* _Aim of the task_
Copy out the records from their first line through the line containing "x=405 y=223", requests included, and shift each answer's x and y coordinates up by 138.

^^^^^^^^^^^^^^^^

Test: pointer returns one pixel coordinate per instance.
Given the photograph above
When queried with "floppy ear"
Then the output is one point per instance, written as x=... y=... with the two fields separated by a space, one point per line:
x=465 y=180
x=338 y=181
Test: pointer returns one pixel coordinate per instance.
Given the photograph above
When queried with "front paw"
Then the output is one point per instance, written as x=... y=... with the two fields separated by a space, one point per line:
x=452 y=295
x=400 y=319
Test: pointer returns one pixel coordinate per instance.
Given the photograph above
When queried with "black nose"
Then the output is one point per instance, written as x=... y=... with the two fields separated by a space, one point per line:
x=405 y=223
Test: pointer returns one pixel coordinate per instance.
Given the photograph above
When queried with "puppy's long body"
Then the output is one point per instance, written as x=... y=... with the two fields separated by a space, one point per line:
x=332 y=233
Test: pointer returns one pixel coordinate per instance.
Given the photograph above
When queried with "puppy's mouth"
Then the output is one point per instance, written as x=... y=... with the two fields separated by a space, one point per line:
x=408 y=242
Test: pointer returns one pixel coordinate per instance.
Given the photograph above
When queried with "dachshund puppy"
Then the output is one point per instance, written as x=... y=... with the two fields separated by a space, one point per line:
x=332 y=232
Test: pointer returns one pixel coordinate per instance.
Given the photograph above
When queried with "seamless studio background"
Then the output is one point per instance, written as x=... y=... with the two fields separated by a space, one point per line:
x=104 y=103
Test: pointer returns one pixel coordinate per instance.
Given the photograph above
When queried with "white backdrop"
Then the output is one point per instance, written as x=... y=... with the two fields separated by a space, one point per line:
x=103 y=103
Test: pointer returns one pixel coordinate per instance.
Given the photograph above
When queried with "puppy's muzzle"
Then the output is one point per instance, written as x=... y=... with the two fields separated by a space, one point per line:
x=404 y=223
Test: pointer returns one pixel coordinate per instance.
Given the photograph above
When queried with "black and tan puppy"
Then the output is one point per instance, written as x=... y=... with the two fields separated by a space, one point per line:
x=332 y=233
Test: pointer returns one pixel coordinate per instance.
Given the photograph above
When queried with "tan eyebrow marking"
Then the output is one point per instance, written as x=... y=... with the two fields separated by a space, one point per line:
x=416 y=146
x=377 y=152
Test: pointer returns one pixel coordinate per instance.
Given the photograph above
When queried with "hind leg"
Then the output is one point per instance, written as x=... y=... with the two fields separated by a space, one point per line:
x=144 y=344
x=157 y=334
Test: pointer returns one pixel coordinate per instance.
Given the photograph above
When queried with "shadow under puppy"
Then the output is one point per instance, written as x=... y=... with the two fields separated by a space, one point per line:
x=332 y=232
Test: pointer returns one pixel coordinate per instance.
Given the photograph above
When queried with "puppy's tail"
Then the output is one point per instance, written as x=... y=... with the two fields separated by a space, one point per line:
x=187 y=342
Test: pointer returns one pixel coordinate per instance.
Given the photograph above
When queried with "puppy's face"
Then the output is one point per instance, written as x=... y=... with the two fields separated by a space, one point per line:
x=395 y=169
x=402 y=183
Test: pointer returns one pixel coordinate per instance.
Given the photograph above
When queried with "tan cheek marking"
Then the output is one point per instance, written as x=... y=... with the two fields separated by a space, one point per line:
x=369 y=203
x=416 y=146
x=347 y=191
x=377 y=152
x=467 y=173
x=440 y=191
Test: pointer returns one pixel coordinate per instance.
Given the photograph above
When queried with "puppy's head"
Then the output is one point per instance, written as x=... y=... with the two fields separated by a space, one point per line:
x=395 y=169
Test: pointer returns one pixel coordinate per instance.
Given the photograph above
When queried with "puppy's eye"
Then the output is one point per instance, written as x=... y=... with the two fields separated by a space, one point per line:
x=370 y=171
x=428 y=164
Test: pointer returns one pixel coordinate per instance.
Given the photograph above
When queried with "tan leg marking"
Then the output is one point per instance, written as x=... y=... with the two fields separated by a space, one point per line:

^^^^^^^^^^^^^^^^

* _Exercise output_
Test: pointer returns one pixel coordinate per instance.
Given the photograph above
When queried with "floppy ear"
Then the output is one point per instance, written as x=... y=... with the two fields separated by a space, one point per line:
x=603 y=318
x=476 y=319
Test: pointer returns one pixel coordinate per instance.
Given the photograph above
When queried with "front paw"
Then the output is one point per instance, written as x=... y=... with the two fields separated by a space, one point per line:
x=590 y=433
x=538 y=457
Test: pointer returns one pixel coordinate per instance.
Given the photograph above
When queried with "black nose"
Then the output is one point per instance, written as x=... y=... with the two fields separated by a space, one point per line:
x=543 y=361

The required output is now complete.